*GOAL*
Can you reproduce every one of the lines below word for word, omitting the pictures?

*DATASET EXTRACT*
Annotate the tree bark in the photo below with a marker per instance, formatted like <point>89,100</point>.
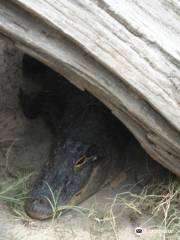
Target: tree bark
<point>126,53</point>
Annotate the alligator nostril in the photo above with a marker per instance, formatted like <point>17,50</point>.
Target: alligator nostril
<point>41,201</point>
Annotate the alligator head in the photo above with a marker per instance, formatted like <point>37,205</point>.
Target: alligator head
<point>75,171</point>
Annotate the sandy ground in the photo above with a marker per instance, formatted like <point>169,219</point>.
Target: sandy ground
<point>25,145</point>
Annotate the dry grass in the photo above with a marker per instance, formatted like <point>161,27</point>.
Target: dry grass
<point>158,200</point>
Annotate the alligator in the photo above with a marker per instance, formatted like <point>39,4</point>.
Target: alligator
<point>87,152</point>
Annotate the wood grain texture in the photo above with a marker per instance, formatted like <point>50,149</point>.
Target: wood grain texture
<point>126,53</point>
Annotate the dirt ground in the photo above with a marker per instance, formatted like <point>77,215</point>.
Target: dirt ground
<point>25,145</point>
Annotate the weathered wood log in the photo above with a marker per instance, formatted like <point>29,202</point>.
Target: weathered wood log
<point>126,53</point>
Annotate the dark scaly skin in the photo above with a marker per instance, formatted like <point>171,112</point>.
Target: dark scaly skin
<point>87,153</point>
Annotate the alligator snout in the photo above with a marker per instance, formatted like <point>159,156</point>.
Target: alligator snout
<point>39,208</point>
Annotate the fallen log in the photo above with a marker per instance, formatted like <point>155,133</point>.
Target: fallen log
<point>126,53</point>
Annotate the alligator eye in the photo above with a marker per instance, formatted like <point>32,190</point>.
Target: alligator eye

*CORRECT ANSWER*
Annotate the tree bark in the photo below with a marker per instance, formatted like <point>89,100</point>.
Target: tree bark
<point>126,53</point>
Annotate the alligator nostril in the photo above with a marker per instance, formatted like <point>17,50</point>.
Target: alligator nostril
<point>41,201</point>
Annotate the alligator head in the photo above with a marker per instance, formatted like <point>37,205</point>.
Target: alligator head
<point>75,171</point>
Annotate the sandy ground in the photo above with a marker per instance, formatted like <point>169,219</point>.
Target: sandy ground
<point>25,145</point>
Annotate the dry grass in the photo above with a marker per instance, formatted like <point>161,27</point>.
Target: dry grass
<point>158,200</point>
Annotate the alligator in the photo above with a marker per instance, formatted like <point>39,4</point>.
Target: alligator
<point>87,152</point>
Annotate the wood grain texture in the photo above with a marker per instance, formatted like <point>50,149</point>.
Target: wood grain texture
<point>126,53</point>
Annotate the dirt ground in the photo above with a marker per instance, formatted like <point>77,215</point>.
Target: dirt ground
<point>25,145</point>
Annotate the weathered wood log in the photo above with a marker per instance, formatted like <point>29,202</point>.
Target: weathered wood log
<point>126,53</point>
Annotate the dark scaly skin in the photo above with a marker per instance, formatted like <point>171,112</point>.
Target: dark scaly skin
<point>87,153</point>
Annotate the alligator snout in the photo above with a marker per instance, formatted like <point>159,156</point>.
Target: alligator snout
<point>39,208</point>
Annotate the fallen log in the photo above with a marker per instance, formatted like <point>155,133</point>.
Target: fallen log
<point>126,53</point>
Annotate the alligator eye in the photo above with a marker per instance, formatted like <point>32,190</point>.
Target: alligator eye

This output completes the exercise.